(Seite):
"""

# SPS an eine Anlage anschließen



## alexrosen83 (12 August 2008)

Guten Abend alle zusammen 

  Habe da eine frage 

  Und zwar wollten wir paar kleine Anlagen für unsere Azubis bauen an denen sie etwas S7 üben können, nichts wildes paar Motoren paar Endschalter u.s.w.
  So und nun die frage: wie oder womit verbind ich die Anlage mir der SPS (Simatic  S7)
  Gibt es da fertige Kabel?  Was soll man auf der Anlagen Seite nehmen Reihenklemmen? oder gibt es da fertige Module

  Wir haben ca. 12 Eingänge und 7 Ausgänge  

  Mit freundlichen Grüßen 
  Alex


----------



## vierlagig (12 August 2008)

von was für anlagen sprechen wir? groß, klein, mittel? müssen kabel verlegt werden oder reicht eine fliegende verdrahtung? soll es ordentlich und praxisnah sein oder nur als modell für die programmierung dienen?

denn: von bastellösung bis professionell gibt es eine lange leiter zu erklimmen.

gehen wir davon aus es soll vernünftig und praxisnah sein und ihr verlegt kabel zu den einzelnen aktoren und sensoren, so würde ich zur reihenklemme greifen und die interne verdrahtung evtl. mit einem vorkonfektionierten stecker machen, das geht schnell, ist nicht wesentlich teurer und sieht gut aus ...

es gibt auch "spezielle" aktor/sensor-reihenklemmen, wenn es noch ein bißchen schicker sein darf, da können die versorgungspotentiale durchgeschliffen werden, spart ne menge kupfer...


----------



## alexrosen83 (12 August 2008)

es soll vernünftig sein und gut aussehen. wir haben die Steuerungen am festen platzt stehen die kleinen anlagen 600x600mm werden aber je nach bedarf angeschlossen. deswegen dachte ich an fertige Stecker die man auf beiden Seiten einsteckt und es kann losgehen da die Stecker oder Kabel oft hin und her gesteckt werden kommt ein Flachbandkabel auch nicht in frage.
  Bei Phoenix Contact gibt es interessante Module z.B. FLKM-D25SUB wäre das was?? Dann kommt aber noch die frage wie ich das Kabel auf die SPS auflege gibt es da vielleicht auch Stecker?


----------



## vierlagig (12 August 2008)

das sind natürlich andere vorraussetzungen, die man auch mal in der eigentlichen fragestellung erwähnen könnte...

"""

(Aufgabe A):
Wie viele Ein- und Ausgänge haben die Übungsanlagen laut dem Thread zum Anschluss einer SPS?
(Aufgabe B):
Trage aus den Zeilen unten jede zusammen, in der die Zeichenfolge "Target" vorkommt, und gib sie vollständig wieder.

(Zeilenauszug):

"""

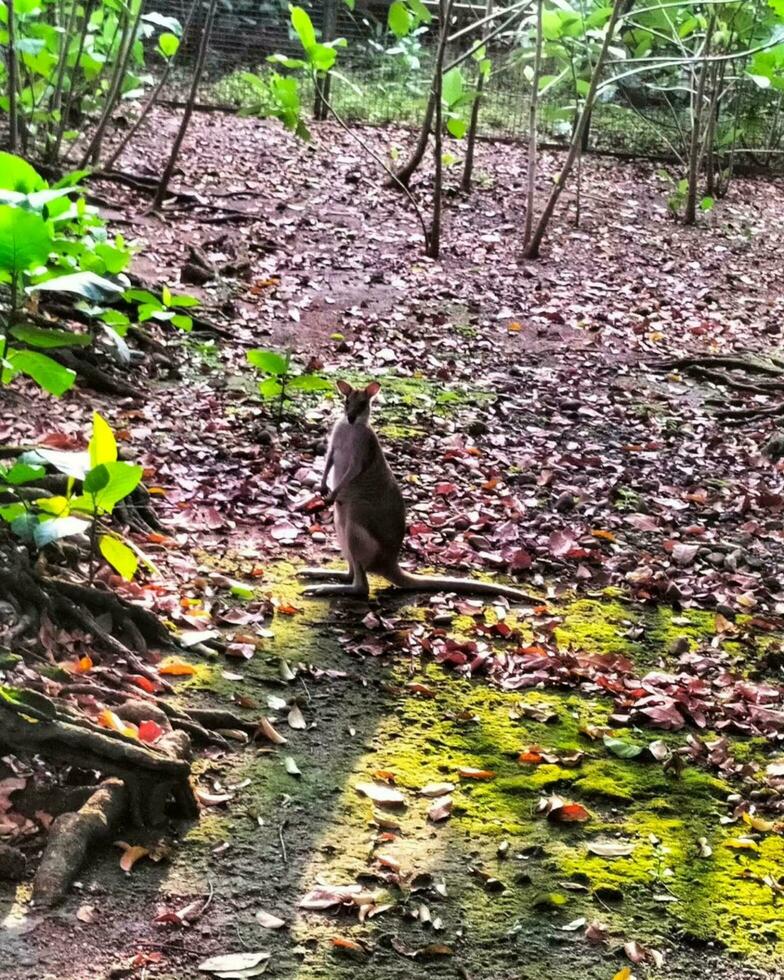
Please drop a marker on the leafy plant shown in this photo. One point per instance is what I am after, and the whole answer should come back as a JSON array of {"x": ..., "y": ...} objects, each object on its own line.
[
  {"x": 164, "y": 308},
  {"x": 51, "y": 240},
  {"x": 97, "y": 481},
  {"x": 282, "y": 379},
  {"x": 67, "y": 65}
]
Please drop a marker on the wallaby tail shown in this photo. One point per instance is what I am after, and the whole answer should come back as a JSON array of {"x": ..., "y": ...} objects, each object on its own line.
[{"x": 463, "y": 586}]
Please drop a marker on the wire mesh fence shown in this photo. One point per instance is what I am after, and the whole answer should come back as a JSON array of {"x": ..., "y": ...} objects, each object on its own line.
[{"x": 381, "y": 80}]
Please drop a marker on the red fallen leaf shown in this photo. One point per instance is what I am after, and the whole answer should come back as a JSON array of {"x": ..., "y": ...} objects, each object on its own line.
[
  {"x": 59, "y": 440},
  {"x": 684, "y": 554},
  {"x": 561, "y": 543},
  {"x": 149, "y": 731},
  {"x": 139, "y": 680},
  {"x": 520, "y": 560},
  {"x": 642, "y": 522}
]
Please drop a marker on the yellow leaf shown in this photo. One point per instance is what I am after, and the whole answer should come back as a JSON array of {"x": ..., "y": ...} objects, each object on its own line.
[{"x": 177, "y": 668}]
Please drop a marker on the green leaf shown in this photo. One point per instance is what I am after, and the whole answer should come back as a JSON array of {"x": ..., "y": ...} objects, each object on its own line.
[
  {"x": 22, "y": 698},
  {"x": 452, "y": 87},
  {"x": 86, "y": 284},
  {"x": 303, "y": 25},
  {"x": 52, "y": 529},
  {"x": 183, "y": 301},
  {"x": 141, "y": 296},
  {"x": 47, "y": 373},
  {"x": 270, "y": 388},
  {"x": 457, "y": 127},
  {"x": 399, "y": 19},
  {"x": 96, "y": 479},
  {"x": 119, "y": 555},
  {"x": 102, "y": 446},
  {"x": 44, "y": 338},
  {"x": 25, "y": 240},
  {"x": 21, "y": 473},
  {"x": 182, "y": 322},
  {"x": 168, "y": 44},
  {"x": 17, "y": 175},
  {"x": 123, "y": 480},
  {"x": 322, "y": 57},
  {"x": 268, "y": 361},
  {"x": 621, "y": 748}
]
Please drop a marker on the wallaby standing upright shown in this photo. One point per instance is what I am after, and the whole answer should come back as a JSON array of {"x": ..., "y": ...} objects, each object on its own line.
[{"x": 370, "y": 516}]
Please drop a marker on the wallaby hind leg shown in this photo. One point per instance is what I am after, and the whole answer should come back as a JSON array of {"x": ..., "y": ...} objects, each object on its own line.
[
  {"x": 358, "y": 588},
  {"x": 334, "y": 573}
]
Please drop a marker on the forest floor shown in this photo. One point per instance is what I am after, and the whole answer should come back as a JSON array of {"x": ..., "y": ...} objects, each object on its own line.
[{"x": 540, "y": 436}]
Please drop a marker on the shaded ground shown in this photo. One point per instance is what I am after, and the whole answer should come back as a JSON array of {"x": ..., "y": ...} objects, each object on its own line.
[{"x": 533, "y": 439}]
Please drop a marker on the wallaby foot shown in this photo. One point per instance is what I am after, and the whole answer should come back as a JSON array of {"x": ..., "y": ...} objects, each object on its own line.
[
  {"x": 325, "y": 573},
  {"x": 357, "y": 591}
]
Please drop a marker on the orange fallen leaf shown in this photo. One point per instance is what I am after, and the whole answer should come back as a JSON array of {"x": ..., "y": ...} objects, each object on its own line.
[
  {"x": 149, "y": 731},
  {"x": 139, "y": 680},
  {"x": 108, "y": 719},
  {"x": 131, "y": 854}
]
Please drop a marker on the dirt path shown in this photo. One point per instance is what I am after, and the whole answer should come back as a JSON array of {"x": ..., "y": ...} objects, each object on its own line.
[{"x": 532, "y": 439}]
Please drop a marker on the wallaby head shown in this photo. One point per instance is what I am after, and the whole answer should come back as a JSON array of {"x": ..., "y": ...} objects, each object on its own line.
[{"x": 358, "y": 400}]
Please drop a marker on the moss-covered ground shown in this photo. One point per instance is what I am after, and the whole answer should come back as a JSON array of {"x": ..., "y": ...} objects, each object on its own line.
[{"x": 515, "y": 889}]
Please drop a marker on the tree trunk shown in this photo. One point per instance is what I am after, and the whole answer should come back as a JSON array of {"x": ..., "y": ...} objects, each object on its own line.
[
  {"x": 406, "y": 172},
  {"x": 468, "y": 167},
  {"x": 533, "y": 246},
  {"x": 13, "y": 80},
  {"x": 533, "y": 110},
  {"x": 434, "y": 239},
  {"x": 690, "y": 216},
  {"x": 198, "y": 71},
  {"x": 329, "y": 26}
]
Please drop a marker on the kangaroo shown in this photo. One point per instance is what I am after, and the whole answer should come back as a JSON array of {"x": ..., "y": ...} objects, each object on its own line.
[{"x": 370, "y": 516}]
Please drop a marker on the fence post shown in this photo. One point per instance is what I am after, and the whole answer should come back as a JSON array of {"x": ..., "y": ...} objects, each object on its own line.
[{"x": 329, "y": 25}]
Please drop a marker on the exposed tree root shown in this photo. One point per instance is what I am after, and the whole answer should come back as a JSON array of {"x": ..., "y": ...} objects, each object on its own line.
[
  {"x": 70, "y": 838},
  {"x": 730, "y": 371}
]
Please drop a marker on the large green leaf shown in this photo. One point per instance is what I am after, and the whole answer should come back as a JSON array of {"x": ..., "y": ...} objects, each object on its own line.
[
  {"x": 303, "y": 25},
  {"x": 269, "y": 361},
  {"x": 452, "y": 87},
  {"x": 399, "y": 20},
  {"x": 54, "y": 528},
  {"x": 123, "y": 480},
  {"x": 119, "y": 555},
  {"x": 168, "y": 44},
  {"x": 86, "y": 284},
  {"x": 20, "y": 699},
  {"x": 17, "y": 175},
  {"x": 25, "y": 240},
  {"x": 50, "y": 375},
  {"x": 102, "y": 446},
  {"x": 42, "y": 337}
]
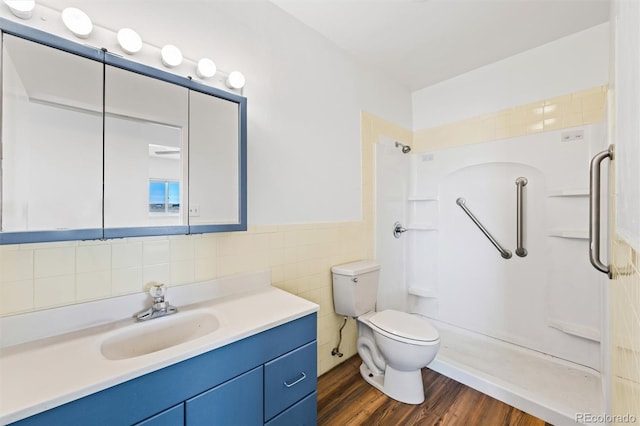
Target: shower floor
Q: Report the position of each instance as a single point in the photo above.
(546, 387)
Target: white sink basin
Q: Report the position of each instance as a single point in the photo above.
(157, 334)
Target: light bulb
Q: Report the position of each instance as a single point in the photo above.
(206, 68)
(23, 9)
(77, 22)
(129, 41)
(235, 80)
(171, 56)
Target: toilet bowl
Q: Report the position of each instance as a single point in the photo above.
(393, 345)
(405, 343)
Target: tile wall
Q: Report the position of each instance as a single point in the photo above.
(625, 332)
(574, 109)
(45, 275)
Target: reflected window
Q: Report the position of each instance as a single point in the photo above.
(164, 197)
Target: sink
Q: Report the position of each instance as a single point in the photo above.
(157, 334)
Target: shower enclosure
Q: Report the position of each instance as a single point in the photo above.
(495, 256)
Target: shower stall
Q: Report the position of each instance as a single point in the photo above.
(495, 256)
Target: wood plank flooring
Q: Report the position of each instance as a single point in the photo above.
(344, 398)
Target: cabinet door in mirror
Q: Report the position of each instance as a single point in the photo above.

"""

(Vollständige Ausgabe A):
Etwa 12 Eingänge und 7 Ausgänge.

(Vollständige Ausgabe B):
Target: shower floor
Target: white sink basin
Target: light bulb
Target: toilet bowl
Target: tile wall
Target: reflected window
Target: sink
Target: shower enclosure
Target: shower stall
Target: wood plank flooring
Target: cabinet door in mirror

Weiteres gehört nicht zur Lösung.